▶ Excerpted text
Begin
On 2021/6/26 上午3:06, Martin Steigerwald wrote:
Hi! I found repeatedly that Baloo indexes the same files twice or even more often after a while. I reported this upstream in: Bug 438434 - Baloo appears to be indexing twice the number of files than are actually in my home directory https://bugs.kde.org/show_bug.cgi?id=438434 And got back that if the device number changes, Baloo will think it has new files even tough the path is still the same. And found over time that the device number for the single BTRFS filesystem on a NVMe SSD in a ThinkPad T14 Gen1 AMD can change. It is not (maybe yet) RAID 1. I do have BTRFS RAID 1 in another laptop and there I also had this issue already.
Since btrfs has multi-device support by default, it reports anonymous device number, just as if you use a filesystem over LVM. The problem is why the anonymous device number change. If the fs is always mounted at a fixed sequence with fixed snapshots/subvolume mount, it should not get a new anonymous device number. But if snapshots or new subvolumes are involved, or just mounting/reading subvolumes in different order, then the device number for each subvolume will change.
End
▶ Given request 1
In the thread about Baloo and btrfs, what laptop has the single BTRFS filesystem whose device number can change?

▶ Data to process
Begin
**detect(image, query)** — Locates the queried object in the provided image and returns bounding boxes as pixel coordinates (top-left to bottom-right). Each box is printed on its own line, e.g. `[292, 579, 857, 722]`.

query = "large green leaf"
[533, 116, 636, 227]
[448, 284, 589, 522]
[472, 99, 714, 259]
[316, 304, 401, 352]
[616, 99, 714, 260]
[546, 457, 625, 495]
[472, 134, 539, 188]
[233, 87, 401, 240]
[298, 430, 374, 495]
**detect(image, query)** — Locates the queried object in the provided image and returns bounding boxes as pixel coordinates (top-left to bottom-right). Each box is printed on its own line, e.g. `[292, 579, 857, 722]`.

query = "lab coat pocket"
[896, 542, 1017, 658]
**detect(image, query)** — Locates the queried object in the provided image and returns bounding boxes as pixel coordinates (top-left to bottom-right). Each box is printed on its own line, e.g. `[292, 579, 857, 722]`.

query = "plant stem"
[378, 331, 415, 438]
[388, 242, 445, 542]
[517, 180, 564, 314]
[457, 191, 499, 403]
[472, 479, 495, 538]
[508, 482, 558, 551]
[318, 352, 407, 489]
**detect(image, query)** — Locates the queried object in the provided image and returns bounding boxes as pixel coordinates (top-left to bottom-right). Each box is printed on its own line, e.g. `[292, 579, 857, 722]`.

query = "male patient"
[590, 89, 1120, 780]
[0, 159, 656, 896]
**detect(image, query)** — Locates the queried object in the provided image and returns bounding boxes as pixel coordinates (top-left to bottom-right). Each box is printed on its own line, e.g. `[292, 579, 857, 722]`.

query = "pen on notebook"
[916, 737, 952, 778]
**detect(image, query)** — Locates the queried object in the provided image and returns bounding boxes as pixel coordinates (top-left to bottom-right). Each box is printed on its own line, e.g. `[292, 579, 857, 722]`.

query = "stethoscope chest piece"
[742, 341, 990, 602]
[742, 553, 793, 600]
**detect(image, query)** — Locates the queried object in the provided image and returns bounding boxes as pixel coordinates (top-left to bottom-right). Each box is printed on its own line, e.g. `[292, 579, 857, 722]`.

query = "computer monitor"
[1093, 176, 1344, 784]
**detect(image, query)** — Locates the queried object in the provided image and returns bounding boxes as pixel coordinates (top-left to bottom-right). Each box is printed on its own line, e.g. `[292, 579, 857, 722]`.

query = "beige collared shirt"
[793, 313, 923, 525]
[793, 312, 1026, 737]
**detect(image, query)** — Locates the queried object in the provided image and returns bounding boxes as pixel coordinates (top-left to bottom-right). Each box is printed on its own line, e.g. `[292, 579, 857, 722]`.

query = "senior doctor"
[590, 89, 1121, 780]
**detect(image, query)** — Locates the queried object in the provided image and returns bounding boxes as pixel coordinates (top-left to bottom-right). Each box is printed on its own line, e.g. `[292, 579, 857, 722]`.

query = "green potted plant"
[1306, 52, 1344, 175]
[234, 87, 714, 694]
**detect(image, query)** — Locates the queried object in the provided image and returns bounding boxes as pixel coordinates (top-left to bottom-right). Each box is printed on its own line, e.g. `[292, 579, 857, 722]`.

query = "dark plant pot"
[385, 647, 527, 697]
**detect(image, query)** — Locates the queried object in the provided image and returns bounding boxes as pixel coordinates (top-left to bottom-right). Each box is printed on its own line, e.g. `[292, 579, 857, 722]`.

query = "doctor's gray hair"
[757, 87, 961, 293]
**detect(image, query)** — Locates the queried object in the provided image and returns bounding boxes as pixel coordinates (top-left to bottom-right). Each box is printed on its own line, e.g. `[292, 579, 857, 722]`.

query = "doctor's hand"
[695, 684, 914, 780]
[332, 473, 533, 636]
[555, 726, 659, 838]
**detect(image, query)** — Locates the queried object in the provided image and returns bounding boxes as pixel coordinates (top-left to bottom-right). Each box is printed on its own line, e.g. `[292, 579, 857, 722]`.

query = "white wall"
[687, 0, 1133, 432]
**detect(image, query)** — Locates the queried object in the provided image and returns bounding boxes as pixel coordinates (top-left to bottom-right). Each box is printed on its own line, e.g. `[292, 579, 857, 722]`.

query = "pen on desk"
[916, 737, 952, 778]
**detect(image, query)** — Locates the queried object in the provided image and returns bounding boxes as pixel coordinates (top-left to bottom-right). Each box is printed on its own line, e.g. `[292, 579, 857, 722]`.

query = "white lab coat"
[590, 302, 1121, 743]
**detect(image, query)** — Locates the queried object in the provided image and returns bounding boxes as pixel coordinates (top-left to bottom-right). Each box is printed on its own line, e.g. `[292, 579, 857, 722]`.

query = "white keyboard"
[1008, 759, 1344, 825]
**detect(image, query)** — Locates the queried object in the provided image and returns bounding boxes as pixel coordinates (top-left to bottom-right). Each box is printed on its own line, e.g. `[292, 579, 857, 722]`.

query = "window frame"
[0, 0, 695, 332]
End
▶ Given request 2
Gather every line of the listing that holds the word "doctor".

▶ Written response 1
A ThinkPad T14 Gen1 AMD.

▶ Written response 2
query = "senior doctor"
query = "doctor's gray hair"
query = "doctor's hand"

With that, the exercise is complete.